■ WORK INSTRUCTIONS:
Copy the lines verbatim, beginning with the line that contains "of the side" and continuing through the end of the data, and only those lines.

--- Begin EXTRACTED ENTRIES ---

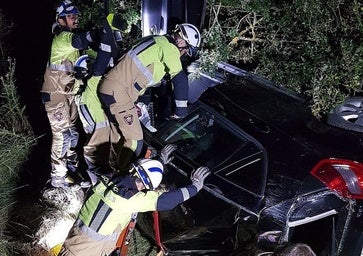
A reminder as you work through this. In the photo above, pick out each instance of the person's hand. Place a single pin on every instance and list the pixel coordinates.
(165, 153)
(198, 176)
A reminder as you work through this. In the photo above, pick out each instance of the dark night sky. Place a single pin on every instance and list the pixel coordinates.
(31, 39)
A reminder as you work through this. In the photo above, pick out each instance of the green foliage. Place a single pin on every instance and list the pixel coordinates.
(312, 47)
(16, 140)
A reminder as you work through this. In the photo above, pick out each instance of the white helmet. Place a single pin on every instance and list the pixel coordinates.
(150, 172)
(82, 66)
(189, 33)
(66, 8)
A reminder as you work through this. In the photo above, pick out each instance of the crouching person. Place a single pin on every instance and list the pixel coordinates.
(111, 203)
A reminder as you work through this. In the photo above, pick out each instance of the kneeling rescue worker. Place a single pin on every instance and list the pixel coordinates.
(110, 205)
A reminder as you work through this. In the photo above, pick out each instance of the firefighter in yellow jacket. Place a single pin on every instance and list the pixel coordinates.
(145, 65)
(111, 204)
(59, 89)
(102, 137)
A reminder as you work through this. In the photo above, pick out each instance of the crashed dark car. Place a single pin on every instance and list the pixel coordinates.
(274, 166)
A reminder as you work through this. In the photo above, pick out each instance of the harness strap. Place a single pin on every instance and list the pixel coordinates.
(156, 227)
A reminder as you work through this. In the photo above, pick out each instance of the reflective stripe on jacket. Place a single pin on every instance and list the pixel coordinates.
(107, 213)
(90, 108)
(63, 54)
(160, 53)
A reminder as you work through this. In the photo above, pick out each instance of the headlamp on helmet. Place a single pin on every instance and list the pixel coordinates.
(191, 35)
(82, 66)
(66, 8)
(150, 172)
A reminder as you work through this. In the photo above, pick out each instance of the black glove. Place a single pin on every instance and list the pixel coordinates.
(165, 153)
(198, 176)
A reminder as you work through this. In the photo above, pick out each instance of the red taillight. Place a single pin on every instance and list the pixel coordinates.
(344, 176)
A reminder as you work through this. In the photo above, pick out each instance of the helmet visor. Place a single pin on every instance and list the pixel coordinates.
(143, 176)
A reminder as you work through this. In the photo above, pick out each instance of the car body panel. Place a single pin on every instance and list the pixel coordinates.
(260, 142)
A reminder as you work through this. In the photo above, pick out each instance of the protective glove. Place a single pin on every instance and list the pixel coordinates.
(198, 176)
(165, 153)
(175, 117)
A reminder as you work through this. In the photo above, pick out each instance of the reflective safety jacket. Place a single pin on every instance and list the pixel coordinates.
(90, 108)
(108, 209)
(65, 49)
(163, 56)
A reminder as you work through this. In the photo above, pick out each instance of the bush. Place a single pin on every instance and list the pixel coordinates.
(16, 140)
(313, 47)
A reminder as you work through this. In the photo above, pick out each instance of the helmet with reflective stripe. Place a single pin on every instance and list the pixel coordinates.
(82, 66)
(191, 35)
(150, 172)
(66, 8)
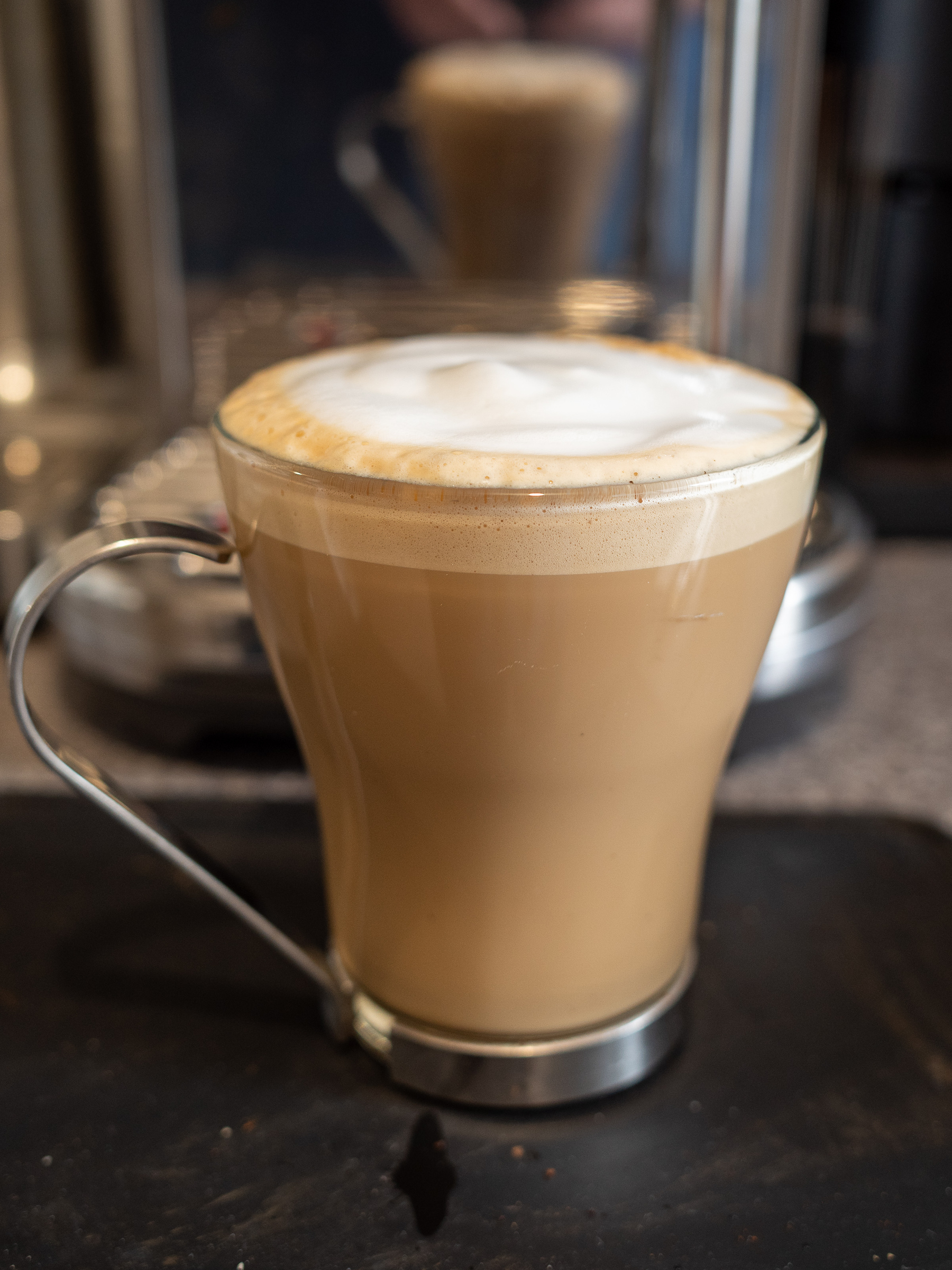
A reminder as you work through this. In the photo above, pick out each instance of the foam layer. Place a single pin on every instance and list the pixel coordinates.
(560, 531)
(518, 77)
(517, 412)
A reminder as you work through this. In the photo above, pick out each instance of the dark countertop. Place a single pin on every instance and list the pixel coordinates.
(169, 1099)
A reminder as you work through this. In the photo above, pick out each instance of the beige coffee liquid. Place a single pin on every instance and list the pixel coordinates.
(516, 703)
(521, 143)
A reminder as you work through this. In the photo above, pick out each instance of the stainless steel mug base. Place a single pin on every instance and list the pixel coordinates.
(535, 1074)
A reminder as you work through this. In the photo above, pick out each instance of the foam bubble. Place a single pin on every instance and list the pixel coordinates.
(517, 411)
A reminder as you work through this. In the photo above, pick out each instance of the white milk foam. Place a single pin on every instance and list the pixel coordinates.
(517, 77)
(517, 412)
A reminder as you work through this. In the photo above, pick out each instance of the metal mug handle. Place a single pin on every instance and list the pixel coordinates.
(115, 543)
(361, 170)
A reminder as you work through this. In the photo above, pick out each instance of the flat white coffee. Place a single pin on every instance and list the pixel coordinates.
(517, 412)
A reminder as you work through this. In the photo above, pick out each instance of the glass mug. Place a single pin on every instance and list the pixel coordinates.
(516, 705)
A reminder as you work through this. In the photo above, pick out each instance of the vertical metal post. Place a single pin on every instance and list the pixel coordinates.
(728, 110)
(740, 39)
(135, 141)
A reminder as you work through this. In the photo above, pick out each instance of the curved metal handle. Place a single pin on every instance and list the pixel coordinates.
(115, 543)
(362, 172)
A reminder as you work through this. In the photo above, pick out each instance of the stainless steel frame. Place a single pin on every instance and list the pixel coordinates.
(486, 1072)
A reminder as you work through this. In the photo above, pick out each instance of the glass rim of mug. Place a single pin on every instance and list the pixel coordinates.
(356, 484)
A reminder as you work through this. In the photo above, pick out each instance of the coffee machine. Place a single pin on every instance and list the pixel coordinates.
(94, 357)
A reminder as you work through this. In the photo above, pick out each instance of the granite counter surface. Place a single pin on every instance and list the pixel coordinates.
(881, 742)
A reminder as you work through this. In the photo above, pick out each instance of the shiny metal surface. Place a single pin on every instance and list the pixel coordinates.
(526, 1074)
(827, 601)
(97, 547)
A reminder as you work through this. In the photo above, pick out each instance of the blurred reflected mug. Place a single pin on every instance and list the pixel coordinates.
(521, 144)
(516, 705)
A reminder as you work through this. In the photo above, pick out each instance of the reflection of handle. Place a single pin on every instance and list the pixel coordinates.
(113, 543)
(362, 172)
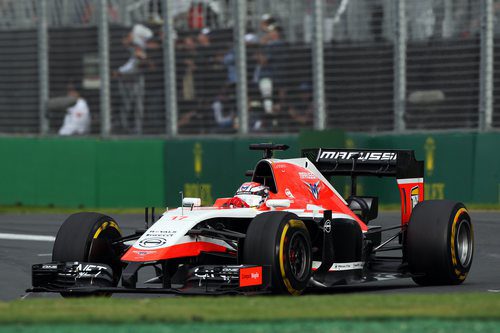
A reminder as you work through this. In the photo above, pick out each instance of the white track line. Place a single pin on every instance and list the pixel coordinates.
(38, 238)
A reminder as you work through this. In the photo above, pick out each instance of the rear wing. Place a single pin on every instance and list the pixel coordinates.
(400, 164)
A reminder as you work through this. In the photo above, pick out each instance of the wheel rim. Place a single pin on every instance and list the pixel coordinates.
(464, 243)
(298, 256)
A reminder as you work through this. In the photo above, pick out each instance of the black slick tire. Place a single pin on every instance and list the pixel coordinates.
(280, 240)
(440, 243)
(87, 237)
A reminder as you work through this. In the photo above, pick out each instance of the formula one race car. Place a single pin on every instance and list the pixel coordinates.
(285, 231)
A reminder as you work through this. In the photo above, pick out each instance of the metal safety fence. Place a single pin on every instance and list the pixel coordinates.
(170, 67)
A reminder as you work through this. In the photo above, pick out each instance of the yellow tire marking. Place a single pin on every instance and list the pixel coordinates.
(106, 225)
(287, 283)
(452, 241)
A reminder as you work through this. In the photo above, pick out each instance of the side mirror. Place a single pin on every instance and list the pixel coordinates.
(191, 202)
(278, 203)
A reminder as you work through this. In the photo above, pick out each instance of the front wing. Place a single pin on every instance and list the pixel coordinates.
(94, 278)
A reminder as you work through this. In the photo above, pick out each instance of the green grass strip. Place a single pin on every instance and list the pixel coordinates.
(252, 309)
(340, 326)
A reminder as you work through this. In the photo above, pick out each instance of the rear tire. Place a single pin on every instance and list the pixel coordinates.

--- End EXTRACTED ENTRIES ---

■ TASK RESULT:
A reminder as you work through this. In the photo above, pick out each instance of the side mirror. Place a single pin on every instance and list the pixel coordinates.
(191, 202)
(278, 203)
A reminder as you work through this. In the photo above, pick out each instance of the front wing. Place a single pin on every instance and list the pixel coordinates.
(94, 278)
A reminder as you work through this. In the photo above, pick out each instance of the green grass strip. Place a single pin on every instance and list the pixel coordinates.
(252, 309)
(340, 326)
A reminder as you work through this. In the photo above, pick out each instance of the rear tire. Place a single pin on every instance and list the pixel coordinates.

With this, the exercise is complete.